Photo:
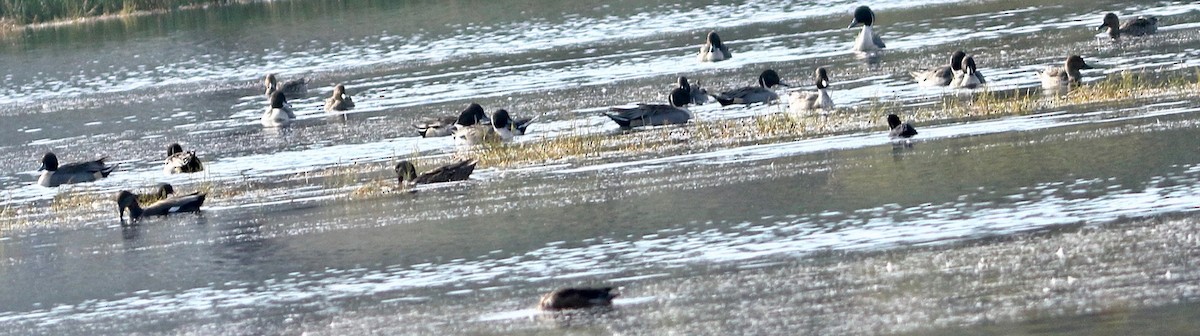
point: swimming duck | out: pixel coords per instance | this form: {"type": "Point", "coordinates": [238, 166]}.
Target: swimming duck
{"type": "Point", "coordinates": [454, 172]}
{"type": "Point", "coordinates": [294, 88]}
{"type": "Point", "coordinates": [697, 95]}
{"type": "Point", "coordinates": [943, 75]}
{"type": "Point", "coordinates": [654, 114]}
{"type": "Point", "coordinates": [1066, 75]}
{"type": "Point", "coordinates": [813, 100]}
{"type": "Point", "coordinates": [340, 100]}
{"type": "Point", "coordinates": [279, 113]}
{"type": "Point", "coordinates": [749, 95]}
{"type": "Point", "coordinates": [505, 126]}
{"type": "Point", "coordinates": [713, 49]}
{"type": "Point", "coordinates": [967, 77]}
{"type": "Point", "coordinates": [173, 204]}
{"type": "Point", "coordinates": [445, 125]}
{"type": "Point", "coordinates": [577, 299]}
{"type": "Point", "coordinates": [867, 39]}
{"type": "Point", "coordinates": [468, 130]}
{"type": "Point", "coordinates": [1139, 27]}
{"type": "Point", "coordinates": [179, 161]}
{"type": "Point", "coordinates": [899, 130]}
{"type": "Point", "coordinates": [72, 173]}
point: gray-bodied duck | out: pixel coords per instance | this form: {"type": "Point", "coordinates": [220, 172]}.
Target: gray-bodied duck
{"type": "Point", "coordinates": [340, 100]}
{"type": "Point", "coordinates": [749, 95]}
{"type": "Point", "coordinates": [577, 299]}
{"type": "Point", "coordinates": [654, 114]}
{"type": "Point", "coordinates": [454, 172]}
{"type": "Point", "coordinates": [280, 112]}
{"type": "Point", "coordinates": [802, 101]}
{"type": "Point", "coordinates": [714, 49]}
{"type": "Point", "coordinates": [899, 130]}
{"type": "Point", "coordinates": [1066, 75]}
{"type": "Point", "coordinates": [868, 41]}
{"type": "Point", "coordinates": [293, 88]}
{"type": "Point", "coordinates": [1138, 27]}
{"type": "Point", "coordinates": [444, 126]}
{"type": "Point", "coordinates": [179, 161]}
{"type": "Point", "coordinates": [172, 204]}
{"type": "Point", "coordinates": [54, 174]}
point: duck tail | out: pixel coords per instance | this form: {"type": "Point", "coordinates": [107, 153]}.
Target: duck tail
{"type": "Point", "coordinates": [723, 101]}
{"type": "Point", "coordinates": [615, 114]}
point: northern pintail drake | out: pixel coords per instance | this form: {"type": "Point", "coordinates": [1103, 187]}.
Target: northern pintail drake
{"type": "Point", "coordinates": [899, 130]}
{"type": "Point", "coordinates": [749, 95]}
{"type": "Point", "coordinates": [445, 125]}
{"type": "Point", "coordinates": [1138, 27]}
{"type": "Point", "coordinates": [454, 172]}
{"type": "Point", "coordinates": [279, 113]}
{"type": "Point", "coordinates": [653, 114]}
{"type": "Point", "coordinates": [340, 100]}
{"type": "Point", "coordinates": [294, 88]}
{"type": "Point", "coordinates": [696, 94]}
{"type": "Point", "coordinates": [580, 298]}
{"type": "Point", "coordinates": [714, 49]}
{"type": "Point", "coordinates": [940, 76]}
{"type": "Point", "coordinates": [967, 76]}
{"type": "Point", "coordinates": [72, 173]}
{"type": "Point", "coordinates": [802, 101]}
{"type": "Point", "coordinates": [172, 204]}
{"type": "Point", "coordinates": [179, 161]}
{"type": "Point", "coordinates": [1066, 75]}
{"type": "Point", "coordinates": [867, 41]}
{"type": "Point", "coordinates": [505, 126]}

* **EXERCISE INSTRUCTIONS**
Return the lines above, from the one containing "point: duck tail" to the end, exactly as they stand.

* **REPLY**
point: duck tail | out: pixel coords per instance | this form: {"type": "Point", "coordinates": [107, 153]}.
Target: duck tail
{"type": "Point", "coordinates": [723, 101]}
{"type": "Point", "coordinates": [615, 114]}
point: northern pintail drake | out: pixel coords per instance | this form: {"type": "Point", "coordinates": [1103, 187]}.
Target: northern pintail drake
{"type": "Point", "coordinates": [899, 130]}
{"type": "Point", "coordinates": [749, 95]}
{"type": "Point", "coordinates": [445, 125]}
{"type": "Point", "coordinates": [1138, 27]}
{"type": "Point", "coordinates": [454, 172]}
{"type": "Point", "coordinates": [279, 113]}
{"type": "Point", "coordinates": [653, 114]}
{"type": "Point", "coordinates": [340, 100]}
{"type": "Point", "coordinates": [294, 88]}
{"type": "Point", "coordinates": [696, 94]}
{"type": "Point", "coordinates": [580, 298]}
{"type": "Point", "coordinates": [714, 49]}
{"type": "Point", "coordinates": [940, 76]}
{"type": "Point", "coordinates": [967, 76]}
{"type": "Point", "coordinates": [72, 173]}
{"type": "Point", "coordinates": [802, 101]}
{"type": "Point", "coordinates": [172, 204]}
{"type": "Point", "coordinates": [179, 161]}
{"type": "Point", "coordinates": [1066, 75]}
{"type": "Point", "coordinates": [867, 41]}
{"type": "Point", "coordinates": [505, 126]}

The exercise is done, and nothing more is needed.